**What is expected:** Please reproduce all entries word for word and omit their pictures.

[Supplied material]

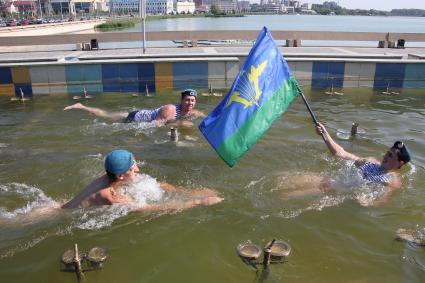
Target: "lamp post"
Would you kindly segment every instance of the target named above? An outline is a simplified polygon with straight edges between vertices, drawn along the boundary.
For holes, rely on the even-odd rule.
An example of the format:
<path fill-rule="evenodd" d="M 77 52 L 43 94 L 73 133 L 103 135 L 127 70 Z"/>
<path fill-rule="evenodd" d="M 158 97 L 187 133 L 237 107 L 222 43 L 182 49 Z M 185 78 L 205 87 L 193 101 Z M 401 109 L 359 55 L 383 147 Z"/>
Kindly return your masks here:
<path fill-rule="evenodd" d="M 146 19 L 146 0 L 140 0 L 139 4 L 139 15 L 142 19 L 142 30 L 143 30 L 143 54 L 146 52 L 146 32 L 145 32 L 145 19 Z"/>
<path fill-rule="evenodd" d="M 40 6 L 40 18 L 43 19 L 43 11 L 41 9 L 41 2 L 38 0 L 38 6 Z"/>

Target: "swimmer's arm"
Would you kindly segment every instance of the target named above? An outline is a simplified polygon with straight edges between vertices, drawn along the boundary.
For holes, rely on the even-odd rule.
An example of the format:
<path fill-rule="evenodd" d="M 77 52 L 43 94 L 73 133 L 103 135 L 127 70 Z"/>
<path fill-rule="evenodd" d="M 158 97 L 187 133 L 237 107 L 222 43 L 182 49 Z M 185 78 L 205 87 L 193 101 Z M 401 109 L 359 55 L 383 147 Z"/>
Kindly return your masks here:
<path fill-rule="evenodd" d="M 175 187 L 171 184 L 168 184 L 166 182 L 162 182 L 160 184 L 161 188 L 164 191 L 167 191 L 169 193 L 175 193 L 179 192 L 185 195 L 193 196 L 193 197 L 218 197 L 218 193 L 212 189 L 203 188 L 203 189 L 194 189 L 194 190 L 185 190 L 182 187 Z"/>
<path fill-rule="evenodd" d="M 167 211 L 167 210 L 185 210 L 197 205 L 213 205 L 223 201 L 223 198 L 220 197 L 205 197 L 202 199 L 192 199 L 185 202 L 168 202 L 164 204 L 148 204 L 139 209 L 143 212 L 156 212 L 156 211 Z"/>
<path fill-rule="evenodd" d="M 323 136 L 323 139 L 325 140 L 326 146 L 328 147 L 329 151 L 332 153 L 332 155 L 335 155 L 336 157 L 346 159 L 346 160 L 359 160 L 360 157 L 357 155 L 354 155 L 348 151 L 346 151 L 342 146 L 337 144 L 329 132 L 326 130 L 325 126 L 323 126 L 321 123 L 318 123 L 316 125 L 316 132 L 319 135 Z"/>

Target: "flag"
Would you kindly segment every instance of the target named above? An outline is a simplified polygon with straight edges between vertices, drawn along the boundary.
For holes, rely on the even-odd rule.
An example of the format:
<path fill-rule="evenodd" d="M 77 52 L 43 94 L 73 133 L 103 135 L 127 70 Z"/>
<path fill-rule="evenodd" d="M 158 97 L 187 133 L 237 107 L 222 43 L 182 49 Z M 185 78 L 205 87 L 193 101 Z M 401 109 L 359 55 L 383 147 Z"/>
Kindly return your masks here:
<path fill-rule="evenodd" d="M 298 95 L 298 84 L 264 27 L 229 92 L 199 130 L 233 167 Z"/>

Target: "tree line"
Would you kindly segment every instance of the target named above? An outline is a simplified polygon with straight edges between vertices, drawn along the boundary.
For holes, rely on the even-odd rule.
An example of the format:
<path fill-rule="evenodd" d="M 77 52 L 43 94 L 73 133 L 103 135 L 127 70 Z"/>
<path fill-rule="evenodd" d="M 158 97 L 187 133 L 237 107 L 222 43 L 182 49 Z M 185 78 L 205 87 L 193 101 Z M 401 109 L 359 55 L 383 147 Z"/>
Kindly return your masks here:
<path fill-rule="evenodd" d="M 392 9 L 390 12 L 375 9 L 347 9 L 333 1 L 326 1 L 323 4 L 313 4 L 312 10 L 320 15 L 425 17 L 425 10 L 421 9 Z"/>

[/Supplied material]

**Response:**
Target: "lamp post"
Would you kindly segment every instance of the target named above? An outline is a simplified polygon with straight edges between vertices, drawn along the boundary.
For holes, rely on the even-odd rule.
An example of the format:
<path fill-rule="evenodd" d="M 77 52 L 43 94 L 73 133 L 103 135 L 127 70 Z"/>
<path fill-rule="evenodd" d="M 158 97 L 187 133 L 237 107 L 222 43 L 182 49 Z M 185 78 L 205 87 L 193 101 Z M 401 109 L 359 55 L 383 147 Z"/>
Kindly return your masks here:
<path fill-rule="evenodd" d="M 146 19 L 146 0 L 140 0 L 139 4 L 139 15 L 142 19 L 142 30 L 143 30 L 143 54 L 146 52 L 146 32 L 145 32 L 145 19 Z"/>
<path fill-rule="evenodd" d="M 40 6 L 40 18 L 43 19 L 43 11 L 41 9 L 41 2 L 38 0 L 38 6 Z"/>

Target: "swimmer's arm"
Would you kindly segment every instance of the target named above? An outline is a simplified polygon with straight edges between vertices, drawn along the boundary.
For holes, rely on the even-odd rule.
An example of the format:
<path fill-rule="evenodd" d="M 77 52 L 43 94 L 73 133 L 103 135 L 127 70 Z"/>
<path fill-rule="evenodd" d="M 158 97 L 187 133 L 237 107 L 222 43 L 182 49 Z M 185 78 L 205 87 L 193 101 Z M 401 109 L 359 55 L 383 147 Z"/>
Kindly return your masks here:
<path fill-rule="evenodd" d="M 175 187 L 171 184 L 168 184 L 166 182 L 162 182 L 160 184 L 161 188 L 164 191 L 167 191 L 169 193 L 175 193 L 179 192 L 185 195 L 193 196 L 193 197 L 218 197 L 218 193 L 212 189 L 203 188 L 203 189 L 194 189 L 194 190 L 185 190 L 182 187 Z"/>
<path fill-rule="evenodd" d="M 167 211 L 167 210 L 185 210 L 197 205 L 213 205 L 223 201 L 223 198 L 220 197 L 205 197 L 202 199 L 192 199 L 185 202 L 168 202 L 164 204 L 148 204 L 139 209 L 143 212 L 156 212 L 156 211 Z"/>
<path fill-rule="evenodd" d="M 323 136 L 323 139 L 325 140 L 326 146 L 328 147 L 329 151 L 332 153 L 332 155 L 335 155 L 336 157 L 346 159 L 346 160 L 359 160 L 360 157 L 357 155 L 354 155 L 348 151 L 346 151 L 342 146 L 337 144 L 329 132 L 326 130 L 325 126 L 323 126 L 321 123 L 318 123 L 316 125 L 316 132 L 319 135 Z"/>

Target: "flag"
Would you kindly segment every instance of the target named above? An outline is a simplified polygon with straight edges between vertices, drawn along the boundary.
For holes, rely on the even-odd rule.
An example of the format:
<path fill-rule="evenodd" d="M 77 52 L 43 94 L 73 133 L 103 135 L 127 70 Z"/>
<path fill-rule="evenodd" d="M 158 97 L 187 133 L 237 107 L 222 43 L 182 49 Z M 185 78 L 205 87 L 193 101 Z M 401 109 L 359 55 L 383 147 Z"/>
Kindly return your masks here:
<path fill-rule="evenodd" d="M 298 95 L 298 84 L 264 27 L 229 92 L 199 130 L 233 167 Z"/>

Target: "tree line"
Would you kindly segment every instance of the target named above? An outline is a simplified polygon with straight edges between vertices, drawn along the boundary.
For holes, rely on the even-odd rule.
An example of the format:
<path fill-rule="evenodd" d="M 77 52 L 43 94 L 73 133 L 103 135 L 127 70 Z"/>
<path fill-rule="evenodd" d="M 158 97 L 187 133 L 237 107 L 222 43 L 182 49 Z M 185 78 L 205 87 L 193 101 Z M 401 109 L 359 55 L 383 147 Z"/>
Kindly return your masks here:
<path fill-rule="evenodd" d="M 392 9 L 390 12 L 375 9 L 347 9 L 333 1 L 326 1 L 323 4 L 313 4 L 312 10 L 320 15 L 425 17 L 425 10 L 421 9 Z"/>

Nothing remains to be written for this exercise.